2. A divisão da sociedade em uma elite superpoderosa e uma imensa camada social de pobres e miseráveis
O Brasil historicamente sempre teve, em sua pirâmide social, uma ampla e grossa camada de pessoas muito pobres. Dados de 2015 do Ibope mostram que apenas 2,7% dos brasileiros pertencem à classe econômica A, que combina posse de mais bens pessoais e casas mais amplas, emprego de diversas(os) trabalhadoras(es) domésticas(os) pela mesma família abastada e escolaridade elevada.
Ou seja, 97,3% estão fora dessa elite. E apenas 25,8% estão nas classes alta e médias-altas.
Além disso, a concentração de renda continua muito elevada no Brasil. Em 2013, segundo o IBGE, os 10% mais ricos da população brasileira detinham 41,7% da renda per capita total, enquanto os 10% mais pobres possuíam apenas 1,2% dessa renda.

▶ _O que fazer_:
**1)** Reescreva de forma mais curta o parágrafo do texto sobre a desigualdade no Brasil que começa com "Além disso, a concentração de renda", mantendo os dados principais.
**2)** Transcreva do texto sobre a desigualdade no Brasil o trecho que vai de "2. A divisão" até "1,2% dessa renda.", inclusive.
**3)** Responda com base no texto sobre a desigualdade no Brasil:
(a) Segundo os dados de 2015 do Ibope, que porcentagem dos brasileiros pertence à classe econômica A?
(b) Que porcentagem está nas classes alta e médias-altas?
(c) Em 2013, que parcela da renda per capita total os 10% mais pobres possuíam?

▶ _Dados fornecidos_:

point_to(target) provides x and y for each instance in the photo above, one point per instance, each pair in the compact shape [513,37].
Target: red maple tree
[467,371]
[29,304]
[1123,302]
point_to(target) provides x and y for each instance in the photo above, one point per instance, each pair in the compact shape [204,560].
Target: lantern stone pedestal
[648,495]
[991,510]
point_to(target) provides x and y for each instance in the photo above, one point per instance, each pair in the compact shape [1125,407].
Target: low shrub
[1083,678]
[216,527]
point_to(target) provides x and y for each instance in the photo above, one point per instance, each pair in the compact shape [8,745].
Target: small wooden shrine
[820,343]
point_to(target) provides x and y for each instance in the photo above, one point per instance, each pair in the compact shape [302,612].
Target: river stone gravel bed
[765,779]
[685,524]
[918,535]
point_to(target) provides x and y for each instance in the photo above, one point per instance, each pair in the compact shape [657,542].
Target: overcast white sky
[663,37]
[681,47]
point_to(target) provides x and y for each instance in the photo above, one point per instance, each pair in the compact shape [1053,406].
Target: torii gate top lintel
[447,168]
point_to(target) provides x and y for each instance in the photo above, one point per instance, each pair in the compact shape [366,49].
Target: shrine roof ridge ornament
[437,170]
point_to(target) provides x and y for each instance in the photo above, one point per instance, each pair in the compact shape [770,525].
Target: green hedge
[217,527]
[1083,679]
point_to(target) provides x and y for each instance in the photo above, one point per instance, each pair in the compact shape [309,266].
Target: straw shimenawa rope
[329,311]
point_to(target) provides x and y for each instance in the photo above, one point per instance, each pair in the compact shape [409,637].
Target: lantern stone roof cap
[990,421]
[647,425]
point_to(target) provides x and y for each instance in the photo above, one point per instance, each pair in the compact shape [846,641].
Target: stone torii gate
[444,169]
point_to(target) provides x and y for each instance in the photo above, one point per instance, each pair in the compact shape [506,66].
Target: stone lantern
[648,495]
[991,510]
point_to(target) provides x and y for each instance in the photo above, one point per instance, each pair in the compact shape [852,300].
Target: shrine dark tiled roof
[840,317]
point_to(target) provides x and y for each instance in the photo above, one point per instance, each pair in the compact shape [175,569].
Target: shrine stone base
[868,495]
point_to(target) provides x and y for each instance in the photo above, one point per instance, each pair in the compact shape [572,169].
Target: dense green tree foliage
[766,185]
...
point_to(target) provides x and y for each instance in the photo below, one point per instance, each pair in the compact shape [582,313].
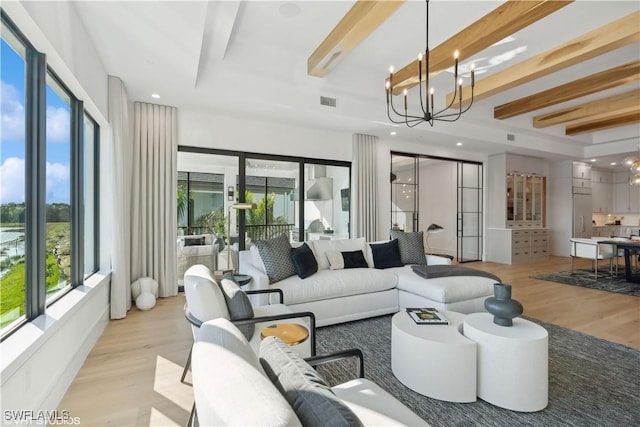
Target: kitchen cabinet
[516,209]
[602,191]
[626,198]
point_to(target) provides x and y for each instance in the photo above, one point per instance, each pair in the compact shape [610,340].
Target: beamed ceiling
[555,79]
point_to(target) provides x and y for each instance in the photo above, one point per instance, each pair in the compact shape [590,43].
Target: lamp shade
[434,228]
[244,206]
* * *
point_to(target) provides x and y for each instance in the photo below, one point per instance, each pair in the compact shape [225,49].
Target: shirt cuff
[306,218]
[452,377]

▶ _Respostas_:
**1)** Segundo o IBGE, em 2013 a renda no Brasil seguia muito concentrada: os 10% mais ricos tinham 41,7% da renda per capita total, e os 10% mais pobres, só 1,2%.

**2)**
2. A divisão da sociedade em uma elite superpoderosa e uma imensa camada social de pobres e miseráveis
O Brasil historicamente sempre teve, em sua pirâmide social, uma ampla e grossa camada de pessoas muito pobres. Dados de 2015 do Ibope mostram que apenas 2,7% dos brasileiros pertencem à classe econômica A, que combina posse de mais bens pessoais e casas mais amplas, emprego de diversas(os) trabalhadoras(es) domésticas(os) pela mesma família abastada e escolaridade elevada.
Ou seja, 97,3% estão fora dessa elite. E apenas 25,8% estão nas classes alta e médias-altas.
Além disso, a concentração de renda continua muito elevada no Brasil. Em 2013, segundo o IBGE, os 10% mais ricos da população brasileira detinham 41,7% da renda per capita total, enquanto os 10% mais pobres possuíam apenas 1,2% dessa renda.

**3)**
(a) 2,7%.
(b) 25,8%.
(c) 1,2%.